Segment Start: Exercise inputs

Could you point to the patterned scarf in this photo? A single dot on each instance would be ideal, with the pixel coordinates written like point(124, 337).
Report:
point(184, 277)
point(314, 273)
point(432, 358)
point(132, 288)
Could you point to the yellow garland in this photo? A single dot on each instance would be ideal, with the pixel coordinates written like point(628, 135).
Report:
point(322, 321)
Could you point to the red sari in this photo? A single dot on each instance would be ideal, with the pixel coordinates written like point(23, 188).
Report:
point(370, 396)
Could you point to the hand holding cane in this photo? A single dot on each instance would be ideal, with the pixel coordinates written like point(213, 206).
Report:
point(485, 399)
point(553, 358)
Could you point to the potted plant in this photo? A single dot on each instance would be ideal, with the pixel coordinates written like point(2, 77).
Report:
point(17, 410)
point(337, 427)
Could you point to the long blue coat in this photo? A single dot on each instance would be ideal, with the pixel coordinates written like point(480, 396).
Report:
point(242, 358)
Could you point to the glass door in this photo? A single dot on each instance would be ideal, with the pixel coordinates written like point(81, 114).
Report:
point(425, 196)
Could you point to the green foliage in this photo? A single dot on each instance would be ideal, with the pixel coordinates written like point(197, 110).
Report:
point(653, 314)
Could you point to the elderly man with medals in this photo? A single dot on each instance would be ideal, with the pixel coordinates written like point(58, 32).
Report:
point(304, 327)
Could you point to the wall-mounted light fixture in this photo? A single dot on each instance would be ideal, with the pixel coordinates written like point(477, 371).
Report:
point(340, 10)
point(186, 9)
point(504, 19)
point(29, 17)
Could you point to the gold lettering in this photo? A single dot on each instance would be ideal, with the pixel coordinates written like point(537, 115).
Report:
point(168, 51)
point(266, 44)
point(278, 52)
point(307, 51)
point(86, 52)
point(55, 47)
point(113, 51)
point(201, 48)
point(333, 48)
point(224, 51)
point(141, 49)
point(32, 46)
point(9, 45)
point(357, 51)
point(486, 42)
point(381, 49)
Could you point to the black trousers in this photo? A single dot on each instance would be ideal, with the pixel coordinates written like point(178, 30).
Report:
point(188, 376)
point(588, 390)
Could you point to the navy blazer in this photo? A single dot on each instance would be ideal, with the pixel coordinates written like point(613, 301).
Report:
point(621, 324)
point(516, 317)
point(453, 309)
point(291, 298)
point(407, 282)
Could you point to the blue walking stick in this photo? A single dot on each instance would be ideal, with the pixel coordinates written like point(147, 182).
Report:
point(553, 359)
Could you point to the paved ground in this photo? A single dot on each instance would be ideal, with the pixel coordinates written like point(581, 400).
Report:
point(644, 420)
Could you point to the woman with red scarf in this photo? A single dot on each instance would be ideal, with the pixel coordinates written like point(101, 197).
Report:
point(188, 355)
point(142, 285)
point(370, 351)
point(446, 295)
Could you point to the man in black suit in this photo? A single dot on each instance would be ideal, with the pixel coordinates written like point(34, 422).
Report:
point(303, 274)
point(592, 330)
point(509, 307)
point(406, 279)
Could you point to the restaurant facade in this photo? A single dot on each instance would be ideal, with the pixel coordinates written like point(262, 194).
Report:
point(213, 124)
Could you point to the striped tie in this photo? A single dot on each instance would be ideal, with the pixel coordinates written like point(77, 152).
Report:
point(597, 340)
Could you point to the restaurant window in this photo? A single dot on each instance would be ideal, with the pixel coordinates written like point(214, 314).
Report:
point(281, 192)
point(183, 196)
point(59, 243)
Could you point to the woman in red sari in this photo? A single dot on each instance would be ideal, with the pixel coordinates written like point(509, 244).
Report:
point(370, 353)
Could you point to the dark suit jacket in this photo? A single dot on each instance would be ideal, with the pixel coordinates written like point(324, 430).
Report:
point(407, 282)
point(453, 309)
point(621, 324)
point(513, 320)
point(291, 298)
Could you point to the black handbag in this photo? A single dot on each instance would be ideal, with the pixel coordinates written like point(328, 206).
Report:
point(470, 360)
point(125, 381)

Segment End: Exercise inputs

-- Your assignment --
Put down each entry again, unchanged and complete.

-- Result for this task --
Could you point to the patterned scarf in this photo? A single dot on each instance would be ideal, with the pixel coordinates written like point(124, 337).
Report:
point(184, 277)
point(314, 273)
point(432, 358)
point(132, 288)
Could you point to the yellow garland in this photo? A single dot on each instance would be ideal, with the pixel coordinates written like point(628, 135).
Report:
point(322, 321)
Could you point to the red sari in this photo? A single dot on each instance would be ideal, with the pixel coordinates written like point(23, 188).
Report:
point(370, 396)
Could you point to the hand holding cane in this photo? A single dot on each instance would be ideal, with the pixel coordinates written like point(213, 206).
Report:
point(485, 399)
point(553, 358)
Could you point to the potted plant in this photo? A single dot on each instance would be ideal, with the pixel coordinates written like point(2, 77).
Report:
point(17, 410)
point(337, 427)
Could you point to the long blue coat in this photo? A single dot on each instance would be ideal, with the pixel coordinates written like point(480, 396).
Report:
point(242, 358)
Could you point to the glass door in this photo? A single dot on each instance would be ideal, with the pixel coordinates written like point(81, 114).
Report:
point(425, 196)
Could you point to the green foliage in this photo? A single dot on each instance would be ideal, with the pixel coordinates written like point(197, 110).
Report:
point(653, 314)
Could you point to the elderly man with medals in this photo? A single dot on each instance would be ideal, with the pixel coordinates written like point(58, 32).
Report:
point(304, 327)
Could you point to the wall-mounted light fixture in this photo? A single dot on each instance would be ideal, with the pixel coordinates written like point(477, 371).
Report:
point(340, 10)
point(186, 9)
point(504, 19)
point(29, 17)
Could you point to the gold lettering in this photo? A single dot on each instance would be ideal, with the pixel coordinates written like point(537, 115).
Report:
point(168, 51)
point(266, 44)
point(278, 52)
point(307, 51)
point(86, 52)
point(55, 47)
point(113, 51)
point(201, 48)
point(333, 48)
point(224, 51)
point(141, 49)
point(32, 46)
point(9, 45)
point(357, 51)
point(486, 42)
point(381, 49)
Could you point to the black trousers in this photo? A single dot on each instance would be ideal, with the pixel coordinates written like point(178, 30).
Report:
point(188, 376)
point(588, 390)
Could you point to the navy blazer in this photo? A single dot on each instance would be ideal, with the pixel coordinates written like point(613, 301).
Report:
point(621, 324)
point(516, 317)
point(453, 309)
point(291, 298)
point(407, 282)
Could you point to the blue walking stick in this photo? A single dot on each instance would be ideal, with the pixel coordinates written like point(147, 182).
Report:
point(553, 359)
Could you point to the paved ground in this photo? A single dot on each instance would be ideal, with the pixel coordinates written like point(581, 400).
Report:
point(644, 420)
Could you point to the woman with red scarf in this photo? A single dot on each instance would be ideal, with the pixel coordinates written like point(101, 197).
Report:
point(188, 355)
point(142, 285)
point(370, 351)
point(446, 295)
Could you point to the man in black suit in this photo? A single dot on each instance would be ideal, with the pixel coordinates written like point(34, 422).
Report:
point(303, 274)
point(592, 330)
point(509, 307)
point(406, 279)
Could you point to the restaurant facade in this photo? A single dot on each instance would be ideal, with the pixel coordinates written like point(262, 194).
Report:
point(213, 124)
Could you point to the striped tie in this photo? A single dot on each instance would be ideal, with the pixel coordinates written like point(77, 152).
Report:
point(597, 340)
Could you point to the restaurant window in this photo? A single dot on each instance would be ideal, with the pixel coordinates written like point(214, 314).
Report:
point(281, 192)
point(183, 196)
point(59, 243)
Could you point to the woman in red sari in this photo? A single dot on each instance would be ideal, with the pixel coordinates written like point(509, 244).
Report:
point(370, 353)
Could you point to the dark suit jacket in this photo? A single dot on each instance would be ideal, with the pixel coordinates written like point(324, 430).
Report:
point(407, 282)
point(453, 309)
point(621, 324)
point(513, 320)
point(291, 298)
Could you point to the black handbag in this photo? A single dot on each instance would be ideal, with the pixel coordinates written like point(328, 206).
Report:
point(470, 360)
point(125, 381)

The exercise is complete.